1. They didn’t actually win. The PRI’s vote share, both in terms of percentage and eventual seats in the Camara de Diputados, was actually down from the last elections in 2012. The fact that they will have a majority in the lower house in the coming session is due to…

2. The PRI’s alliance with the Green Party. Knowing that they were likely to be the victims of a protest vote, the PRI poured resources into their affiliate, the Greens. Despite its deceptive name, the Green Party has nothing whatsoever to do with ecology, but is simply a stooge of both the PRI and the Televisa broadcasting company (see point #9). The Greens racked up a series of electoral law violations, including lavish overspending, the distribution of personalized, discount debit cards to would-be voters, and a failure to respect the three-day campaign blackout before the election: on polling day, a series of hack celebrities were trundled out to tweet in favor of the Greens, tweets which received an estimated 100 million views. And the strategy, literally, paid off: the Greens racked up some 7% of the vote. It is fair to assume that a substantial number of those voters were not aware that they were effectively voting for the PRI, but their votes were enough to give the ruling party its majority. And all of this was made possible thanks to…

3. The Haplessness of the National Electoral Institute. Faced with the avalanche of irregularities committed by the Greens, the National Electoral Institute (INE) did what they always do: fined them. To which the Greens shrugged and said, “Fine”. With so much to gain by breaking the rules, any fines generated are simply factored into the electoral accounting. It’s all public money, anyway. As I pointed out in my previous post, the parties this year will receive 5,356 million pesos in public financing; with such a bonanza of funding at their disposal, what’s a little more or less? The real sanction that the INE could mete out would be to revoke the Green Party’s registro, their party registry and the public financing that goes with it. But when citizens and representatives of the other parties brought this request to the INE, it refused to even consider it. And even if they did, the Greens could always count on…

4. The Haplessness of the Federal Electoral Tribunal. The Federal Electoral Tribunal (TEPJF is its juicy acronym in Spanish) has the final say on all electoral questions in the nation. It was the court responsible for rubber-stamping the electoral frauds of 2006 and 2012. Its justices are the highest-paid “public servants” in the nation, earning, including benefits, 563,416 pesos ($40,244 dollars) a month. That’s per month, not per year. During this electoral cycle, it busied itself by swatting down, often without debate, several of the fines against the Greens imposed by the INE for violations such as the transmission of political ads veiled as “legislative reports” and taking advantage of federal programs in campaign advertising.

* [GIVEN INFORMATION]:
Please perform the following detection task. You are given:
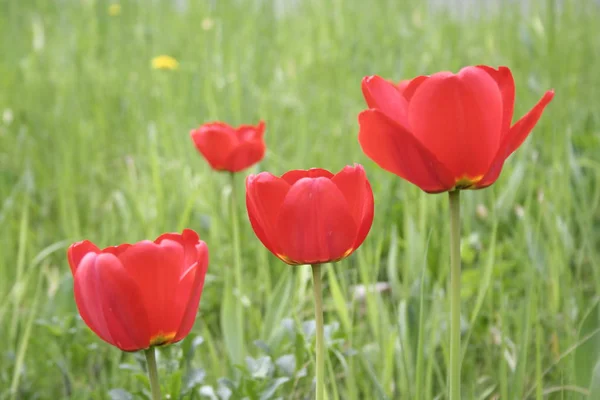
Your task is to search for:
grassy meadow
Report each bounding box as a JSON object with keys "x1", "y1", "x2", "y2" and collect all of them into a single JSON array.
[{"x1": 0, "y1": 0, "x2": 600, "y2": 400}]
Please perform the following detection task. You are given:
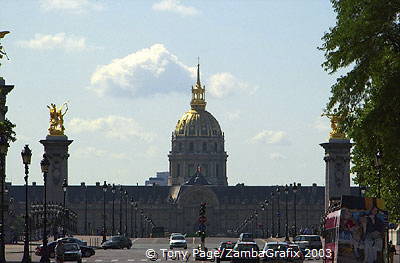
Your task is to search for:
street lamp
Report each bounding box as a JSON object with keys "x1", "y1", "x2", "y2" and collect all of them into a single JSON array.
[
  {"x1": 21, "y1": 145, "x2": 32, "y2": 263},
  {"x1": 0, "y1": 135, "x2": 9, "y2": 262},
  {"x1": 62, "y1": 179, "x2": 68, "y2": 237},
  {"x1": 285, "y1": 185, "x2": 289, "y2": 241},
  {"x1": 276, "y1": 186, "x2": 281, "y2": 237},
  {"x1": 375, "y1": 149, "x2": 383, "y2": 198},
  {"x1": 131, "y1": 196, "x2": 135, "y2": 237},
  {"x1": 124, "y1": 190, "x2": 129, "y2": 236},
  {"x1": 292, "y1": 183, "x2": 300, "y2": 237},
  {"x1": 111, "y1": 184, "x2": 116, "y2": 236},
  {"x1": 133, "y1": 202, "x2": 137, "y2": 238},
  {"x1": 40, "y1": 154, "x2": 50, "y2": 263},
  {"x1": 119, "y1": 185, "x2": 124, "y2": 235},
  {"x1": 140, "y1": 209, "x2": 144, "y2": 238},
  {"x1": 102, "y1": 181, "x2": 108, "y2": 243},
  {"x1": 271, "y1": 191, "x2": 275, "y2": 237}
]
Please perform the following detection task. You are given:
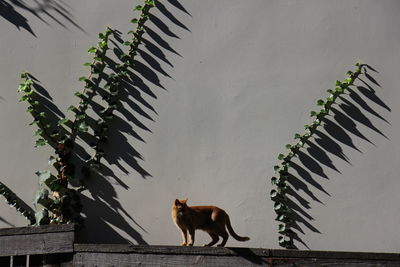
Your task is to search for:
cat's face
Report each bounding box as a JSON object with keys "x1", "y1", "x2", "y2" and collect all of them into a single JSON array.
[{"x1": 174, "y1": 198, "x2": 187, "y2": 214}]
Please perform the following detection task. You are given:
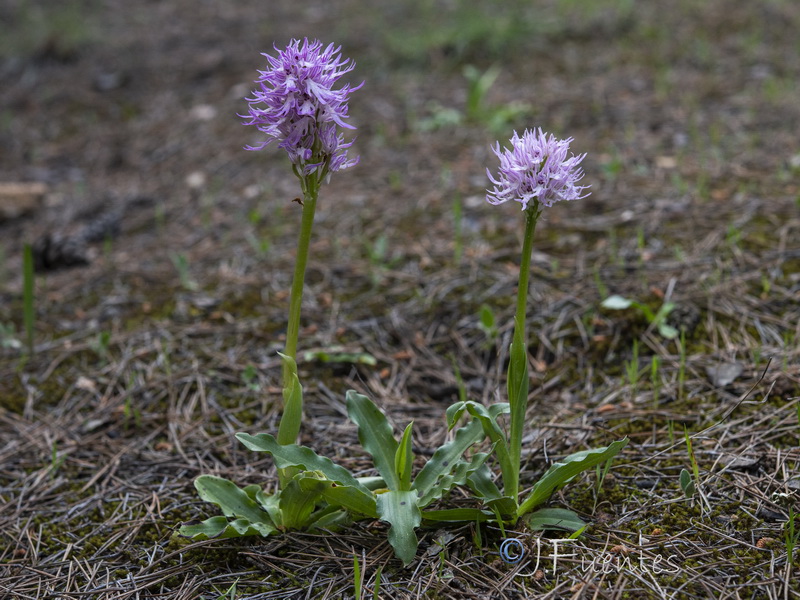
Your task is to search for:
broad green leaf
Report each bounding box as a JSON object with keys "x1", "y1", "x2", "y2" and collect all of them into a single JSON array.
[
  {"x1": 236, "y1": 433, "x2": 369, "y2": 493},
  {"x1": 422, "y1": 508, "x2": 494, "y2": 523},
  {"x1": 417, "y1": 452, "x2": 489, "y2": 508},
  {"x1": 378, "y1": 490, "x2": 422, "y2": 565},
  {"x1": 456, "y1": 401, "x2": 510, "y2": 490},
  {"x1": 311, "y1": 507, "x2": 352, "y2": 531},
  {"x1": 322, "y1": 485, "x2": 378, "y2": 519},
  {"x1": 346, "y1": 390, "x2": 401, "y2": 490},
  {"x1": 467, "y1": 464, "x2": 517, "y2": 519},
  {"x1": 279, "y1": 471, "x2": 331, "y2": 529},
  {"x1": 194, "y1": 475, "x2": 275, "y2": 536},
  {"x1": 523, "y1": 508, "x2": 586, "y2": 531},
  {"x1": 517, "y1": 438, "x2": 628, "y2": 517},
  {"x1": 356, "y1": 475, "x2": 386, "y2": 492},
  {"x1": 178, "y1": 516, "x2": 278, "y2": 540},
  {"x1": 394, "y1": 421, "x2": 414, "y2": 491},
  {"x1": 600, "y1": 294, "x2": 633, "y2": 310},
  {"x1": 411, "y1": 420, "x2": 484, "y2": 506},
  {"x1": 278, "y1": 352, "x2": 303, "y2": 445}
]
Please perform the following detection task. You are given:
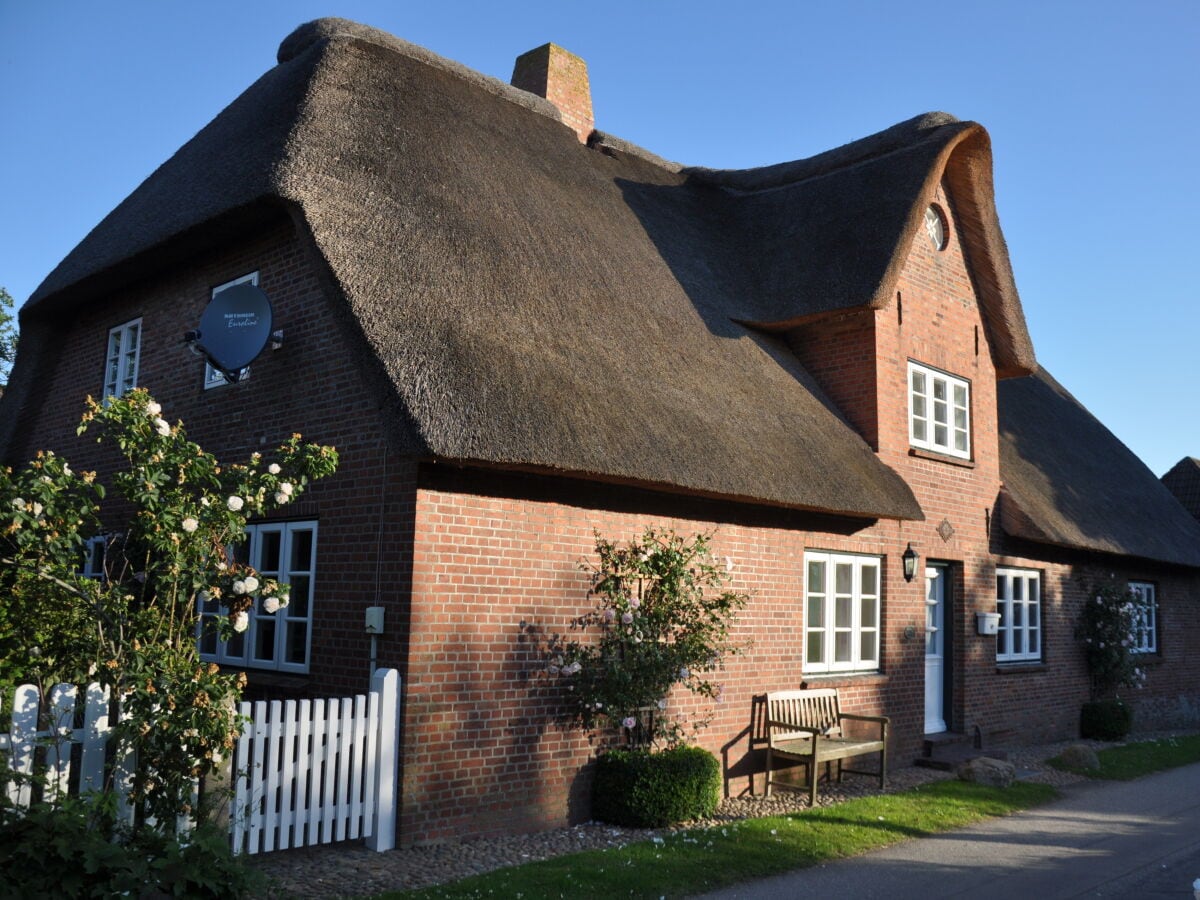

* [GOAL 1]:
Rewrite the passage on Mexico's elections from "4. The Haplessness" up to and including "in campaign advertising.", substituting "judges" for "justices".
* [GOAL 2]:
List every violation that the passage on Mexico's elections attributes to the Green Party.

* [SOLUTION 1]:
4. The Haplessness of the Federal Electoral Tribunal. The Federal Electoral Tribunal (TEPJF is its juicy acronym in Spanish) has the final say on all electoral questions in the nation. It was the court responsible for rubber-stamping the electoral frauds of 2006 and 2012. Its judges are the highest-paid “public servants” in the nation, earning, including benefits, 563,416 pesos ($40,244 dollars) a month. That’s per month, not per year. During this electoral cycle, it busied itself by swatting down, often without debate, several of the fines against the Greens imposed by the INE for violations such as the transmission of political ads veiled as “legislative reports” and taking advantage of federal programs in campaign advertising.

* [SOLUTION 2]:
- Lavish overspending
- Distribution of personalized, discount debit cards to would-be voters
- Failure to respect the three-day campaign blackout before the election
- Transmission of political ads veiled as "legislative reports"
- Taking advantage of federal programs in campaign advertising